*** Opening of Exercise materials ***

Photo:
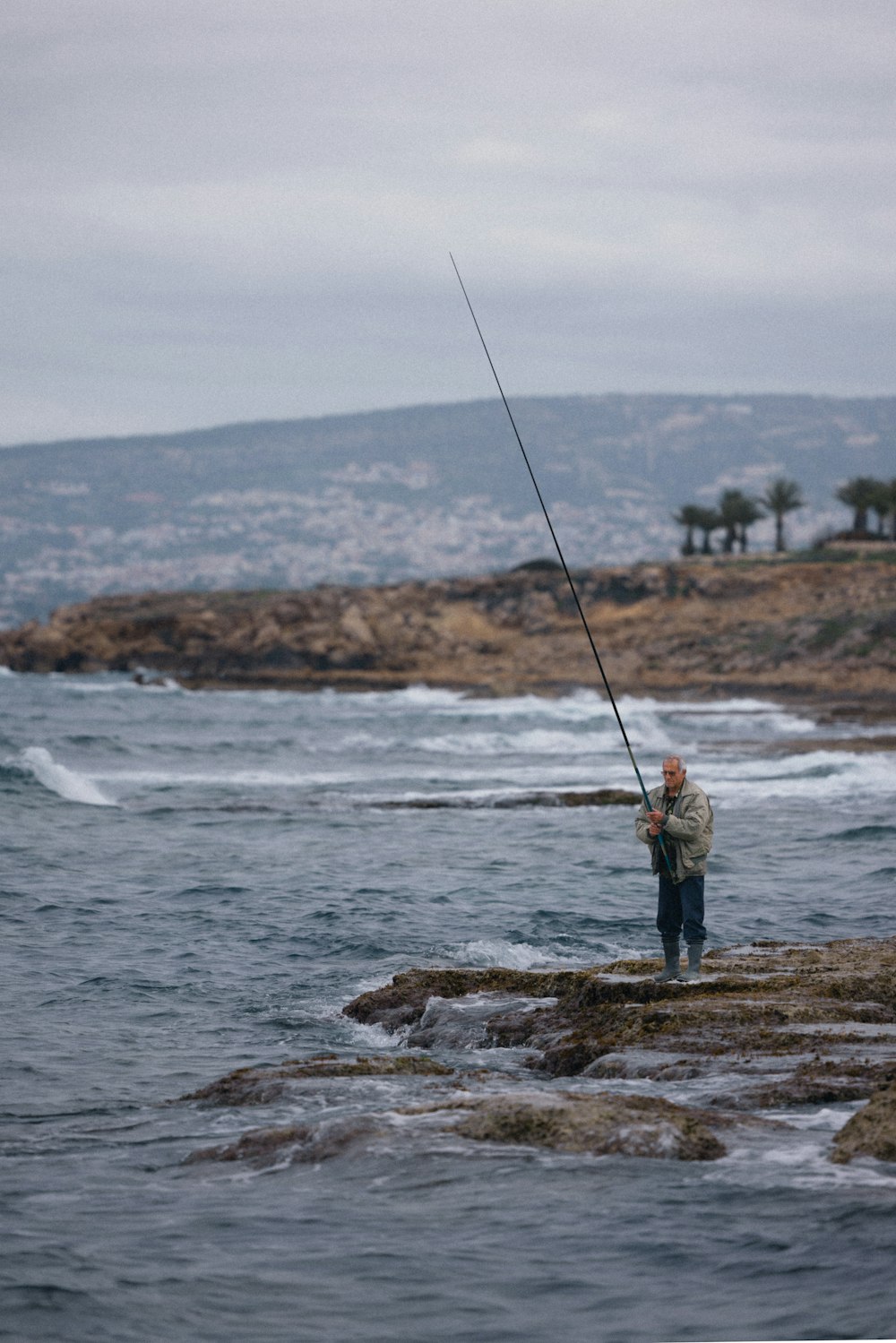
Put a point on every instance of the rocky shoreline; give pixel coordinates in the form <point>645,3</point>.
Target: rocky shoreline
<point>769,1028</point>
<point>807,630</point>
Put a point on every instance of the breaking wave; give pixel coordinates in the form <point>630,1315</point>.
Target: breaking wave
<point>62,780</point>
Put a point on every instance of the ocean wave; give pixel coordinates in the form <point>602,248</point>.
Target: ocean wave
<point>62,780</point>
<point>547,742</point>
<point>807,775</point>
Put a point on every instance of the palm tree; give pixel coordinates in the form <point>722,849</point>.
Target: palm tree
<point>858,495</point>
<point>782,495</point>
<point>708,522</point>
<point>737,512</point>
<point>688,516</point>
<point>882,504</point>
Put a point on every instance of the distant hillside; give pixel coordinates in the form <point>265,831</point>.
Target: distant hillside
<point>411,493</point>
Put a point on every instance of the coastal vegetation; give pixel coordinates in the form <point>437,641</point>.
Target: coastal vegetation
<point>737,512</point>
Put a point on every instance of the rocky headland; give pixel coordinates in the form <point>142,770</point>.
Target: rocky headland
<point>767,1030</point>
<point>820,630</point>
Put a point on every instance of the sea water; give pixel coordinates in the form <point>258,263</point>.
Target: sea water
<point>199,882</point>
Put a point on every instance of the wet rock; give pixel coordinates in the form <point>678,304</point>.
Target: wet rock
<point>817,630</point>
<point>403,1001</point>
<point>632,1125</point>
<point>292,1143</point>
<point>268,1084</point>
<point>872,1131</point>
<point>769,1001</point>
<point>821,1082</point>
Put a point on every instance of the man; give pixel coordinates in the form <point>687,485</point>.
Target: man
<point>678,812</point>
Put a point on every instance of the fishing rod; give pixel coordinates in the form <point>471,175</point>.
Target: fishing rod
<point>568,576</point>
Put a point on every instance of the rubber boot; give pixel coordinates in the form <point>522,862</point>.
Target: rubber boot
<point>692,973</point>
<point>672,968</point>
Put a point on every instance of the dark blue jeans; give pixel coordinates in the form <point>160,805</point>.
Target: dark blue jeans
<point>681,906</point>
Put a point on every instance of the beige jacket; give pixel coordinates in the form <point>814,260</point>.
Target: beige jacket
<point>689,826</point>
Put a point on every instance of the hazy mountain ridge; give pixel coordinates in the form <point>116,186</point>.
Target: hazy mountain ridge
<point>411,493</point>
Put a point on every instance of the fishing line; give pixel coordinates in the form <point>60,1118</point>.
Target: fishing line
<point>568,576</point>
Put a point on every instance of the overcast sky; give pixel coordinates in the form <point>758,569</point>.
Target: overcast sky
<point>220,210</point>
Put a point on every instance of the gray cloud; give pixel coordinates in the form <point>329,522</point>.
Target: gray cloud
<point>244,210</point>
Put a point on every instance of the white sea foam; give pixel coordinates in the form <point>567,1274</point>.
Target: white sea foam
<point>62,780</point>
<point>514,955</point>
<point>809,775</point>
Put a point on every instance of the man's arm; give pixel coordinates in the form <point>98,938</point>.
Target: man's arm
<point>642,825</point>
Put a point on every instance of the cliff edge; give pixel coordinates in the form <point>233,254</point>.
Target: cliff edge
<point>702,627</point>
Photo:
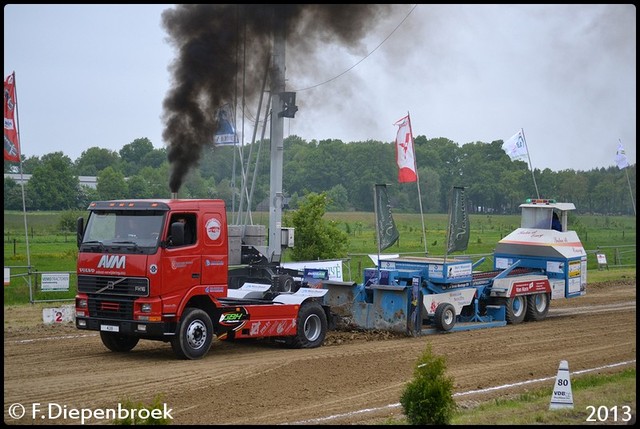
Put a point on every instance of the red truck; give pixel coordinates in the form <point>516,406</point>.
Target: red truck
<point>159,270</point>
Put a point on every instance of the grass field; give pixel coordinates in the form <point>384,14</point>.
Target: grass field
<point>52,249</point>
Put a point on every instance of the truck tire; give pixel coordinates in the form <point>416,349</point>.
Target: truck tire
<point>118,342</point>
<point>445,317</point>
<point>195,335</point>
<point>516,309</point>
<point>537,307</point>
<point>312,327</point>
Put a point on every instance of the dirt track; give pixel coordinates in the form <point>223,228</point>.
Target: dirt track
<point>260,383</point>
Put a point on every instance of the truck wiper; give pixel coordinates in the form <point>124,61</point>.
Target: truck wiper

*** Close of Exercise materials ***

Supply only the count of lines above holding "wiper".

**Solution to the exercise**
2